** START **

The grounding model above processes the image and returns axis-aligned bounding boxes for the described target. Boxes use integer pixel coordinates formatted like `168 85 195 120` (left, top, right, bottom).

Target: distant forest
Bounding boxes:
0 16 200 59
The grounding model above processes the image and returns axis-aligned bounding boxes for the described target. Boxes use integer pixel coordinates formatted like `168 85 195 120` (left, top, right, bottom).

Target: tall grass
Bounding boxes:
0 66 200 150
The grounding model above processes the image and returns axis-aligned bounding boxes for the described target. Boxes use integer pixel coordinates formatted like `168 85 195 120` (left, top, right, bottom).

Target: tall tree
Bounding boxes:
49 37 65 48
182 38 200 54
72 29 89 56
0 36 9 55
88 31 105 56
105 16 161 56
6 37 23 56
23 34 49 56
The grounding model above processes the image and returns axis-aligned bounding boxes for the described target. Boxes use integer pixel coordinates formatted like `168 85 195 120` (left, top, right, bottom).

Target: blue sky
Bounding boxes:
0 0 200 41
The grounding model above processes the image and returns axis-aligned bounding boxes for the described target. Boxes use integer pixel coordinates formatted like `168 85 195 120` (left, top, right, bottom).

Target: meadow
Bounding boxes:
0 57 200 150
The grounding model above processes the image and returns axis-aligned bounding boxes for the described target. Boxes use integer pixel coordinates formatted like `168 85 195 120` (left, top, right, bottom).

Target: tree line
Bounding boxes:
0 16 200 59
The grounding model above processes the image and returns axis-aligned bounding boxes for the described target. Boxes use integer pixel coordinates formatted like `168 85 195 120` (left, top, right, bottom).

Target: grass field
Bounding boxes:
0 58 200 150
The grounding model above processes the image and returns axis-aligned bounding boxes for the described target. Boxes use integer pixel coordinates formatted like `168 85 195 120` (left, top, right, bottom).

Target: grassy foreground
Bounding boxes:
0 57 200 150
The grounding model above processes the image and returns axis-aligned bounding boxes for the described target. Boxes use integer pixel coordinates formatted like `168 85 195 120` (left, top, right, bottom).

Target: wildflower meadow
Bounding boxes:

** END **

### WRITTEN INSTRUCTION
Turn every line of the records above into a numbered list, and leave out the blank lines.

### SOLUTION TO THE PROBLEM
1. The grounding model above processes the image and returns axis-aligned bounding boxes for the described target. Boxes use integer pixel coordinates formatted like `168 85 195 120` (left, top, right, bottom).
2. Target: distant forest
3. Bounding boxes:
4. 0 16 200 59
5. The grounding model above processes the image and returns axis-aligned bounding boxes for the described target. Boxes use integer pixel coordinates formatted like `168 85 195 120` (left, top, right, bottom).
6. Target: tall grass
7. Bounding boxes:
8. 0 66 200 150
9. The grounding model above processes the image and returns axis-aligned bounding boxes for the described target. Boxes use integer pixel coordinates formatted like `168 85 195 120` (left, top, right, bottom).
10. Target: tall tree
11. Bounding boxes:
12. 49 37 65 48
13. 182 38 200 54
14. 72 29 89 56
15. 0 36 9 55
16. 88 31 105 56
17. 105 16 161 56
18. 6 37 23 56
19. 23 34 49 56
20. The grounding model above processes the image and returns axis-aligned bounding boxes for the described target. Boxes use integer pixel coordinates formatted like `168 85 195 120` (left, top, right, bottom).
21. Target: blue sky
22. Bounding boxes:
23. 0 0 200 41
24. The grounding model above processes the image and returns axis-aligned bounding boxes for the described target. Boxes use integer pixel coordinates formatted like `168 85 195 120` (left, top, right, bottom).
25. Target: meadow
26. Bounding boxes:
27. 0 57 200 150
28. The grounding model above processes the image and returns axis-aligned bounding boxes for the described target. Boxes use integer pixel coordinates formatted like `168 85 195 120` (left, top, right, bottom).
29. Target: tree line
30. Bounding boxes:
31. 0 16 200 59
32. The grounding model above processes the image and returns axis-aligned bounding boxes for the described target. Boxes use integer pixel coordinates formatted like `168 85 195 120` (left, top, right, bottom).
33. Target: grass field
34. Bounding boxes:
35. 0 58 200 150
36. The grounding model above processes the image and returns axis-aligned bounding boxes for the described target. Boxes use integer pixel coordinates formatted like `168 85 195 120` (left, top, right, bottom).
37. Target: grassy foreground
38. Bounding boxes:
39. 0 57 200 150
40. The grounding model above processes the image and returns axis-aligned bounding boxes for the described target. Boxes use integer pixel coordinates formatted like `168 85 195 120` (left, top, right, bottom).
41. Target: wildflower meadow
42. Bounding boxes:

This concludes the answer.